[TEXTO FORNECIDO]
»»
Ontem, a enquete do Campo Grande News questionou os leitores se adotar um hobby pode ajudar a combater a depressão. O resultado apontou que 90% acreditam que uma atividade pode ajudar no tratamento, enquanto 10% responderam que não. No exemplo da Carina, o artesanato foi o primeiro passo rumo a recuperação.

Para conseguir reproduzir a bolsa que tinha visto, Carina precisava sair de casa e isso ela só fazia para ir ao médico. “Antes da pandemia, eu já fazia sessão de terapia por vídeo chamada. Eu não saía pra coisa nenhuma', afirma.

A ida ao Centro para comprar material foi rápida, mas ela e a mãe conseguiram confeccionar a bolsa. Depois que ficou pronta, Carina viu a necessidade de adicionar novos detalhes, depois viu que podia completar a peça com uma carteira e a cada nova ideia ela se animava um pouco.
««
[DADOS FORNECIDOS]
»»
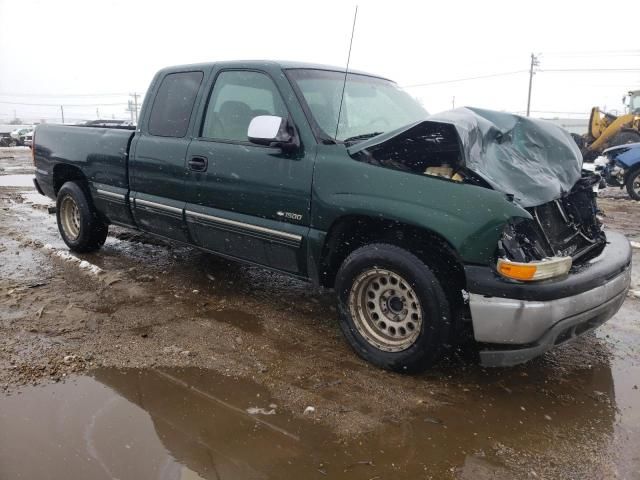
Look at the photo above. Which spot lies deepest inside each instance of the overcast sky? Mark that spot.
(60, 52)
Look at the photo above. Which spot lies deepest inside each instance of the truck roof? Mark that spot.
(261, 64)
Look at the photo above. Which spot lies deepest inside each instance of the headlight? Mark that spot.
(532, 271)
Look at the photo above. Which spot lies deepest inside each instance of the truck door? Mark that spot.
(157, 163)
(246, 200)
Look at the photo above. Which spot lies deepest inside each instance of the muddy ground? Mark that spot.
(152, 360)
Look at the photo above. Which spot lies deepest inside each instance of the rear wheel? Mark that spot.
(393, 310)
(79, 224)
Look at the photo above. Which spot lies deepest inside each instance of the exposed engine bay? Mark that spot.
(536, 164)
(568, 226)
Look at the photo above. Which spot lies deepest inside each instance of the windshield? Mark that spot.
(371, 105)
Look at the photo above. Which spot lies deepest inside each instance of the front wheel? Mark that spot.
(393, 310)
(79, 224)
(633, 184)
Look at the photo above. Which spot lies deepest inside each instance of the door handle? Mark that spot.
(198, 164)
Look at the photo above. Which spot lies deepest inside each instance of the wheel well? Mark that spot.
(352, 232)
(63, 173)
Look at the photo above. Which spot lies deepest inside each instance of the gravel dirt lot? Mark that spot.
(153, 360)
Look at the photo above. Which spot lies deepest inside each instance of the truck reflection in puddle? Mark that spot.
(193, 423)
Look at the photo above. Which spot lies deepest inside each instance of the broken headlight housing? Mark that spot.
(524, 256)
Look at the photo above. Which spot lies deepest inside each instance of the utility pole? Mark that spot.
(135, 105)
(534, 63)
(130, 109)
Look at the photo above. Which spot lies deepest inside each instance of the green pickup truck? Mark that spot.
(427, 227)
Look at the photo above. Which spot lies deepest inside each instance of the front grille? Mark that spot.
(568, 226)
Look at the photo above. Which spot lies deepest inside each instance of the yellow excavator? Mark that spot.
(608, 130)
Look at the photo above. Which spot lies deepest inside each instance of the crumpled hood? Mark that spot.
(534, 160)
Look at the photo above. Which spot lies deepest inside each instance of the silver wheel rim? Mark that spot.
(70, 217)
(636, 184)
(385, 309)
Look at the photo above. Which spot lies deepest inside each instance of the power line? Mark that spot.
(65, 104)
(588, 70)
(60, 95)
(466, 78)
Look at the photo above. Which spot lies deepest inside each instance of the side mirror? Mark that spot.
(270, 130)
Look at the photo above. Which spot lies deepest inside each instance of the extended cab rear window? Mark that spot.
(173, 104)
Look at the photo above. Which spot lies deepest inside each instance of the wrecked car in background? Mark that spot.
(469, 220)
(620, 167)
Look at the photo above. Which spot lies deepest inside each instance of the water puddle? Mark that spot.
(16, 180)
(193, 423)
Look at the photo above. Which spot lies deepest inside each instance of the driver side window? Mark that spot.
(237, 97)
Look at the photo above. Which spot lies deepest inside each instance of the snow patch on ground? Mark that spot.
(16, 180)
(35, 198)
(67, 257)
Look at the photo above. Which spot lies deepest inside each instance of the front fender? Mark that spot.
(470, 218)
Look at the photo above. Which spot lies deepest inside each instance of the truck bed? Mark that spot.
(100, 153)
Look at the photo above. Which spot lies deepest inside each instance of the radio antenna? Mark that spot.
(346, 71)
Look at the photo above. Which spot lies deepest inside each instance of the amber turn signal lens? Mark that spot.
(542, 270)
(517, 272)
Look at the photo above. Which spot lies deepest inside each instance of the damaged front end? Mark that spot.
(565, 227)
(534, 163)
««
[REQUISITOS DO EXERCÍCIO]
[a] Segundo o texto, que porcentagem dos leitores da enquete acredita que um hobby pode ajudar no tratamento da depressão?
[b] Reproduza o trecho do texto entre "Para conseguir reproduzir" e "coisa nenhuma', afirma.", inclusive, renomeando "Carina" para "Mariana".

[SOLUÇÕES DAS TAREFAS]
[a] 90%

[b]
Para conseguir reproduzir a bolsa que tinha visto, Mariana precisava sair de casa e isso ela só fazia para ir ao médico. “Antes da pandemia, eu já fazia sessão de terapia por vídeo chamada. Eu não saía pra coisa nenhuma', afirma.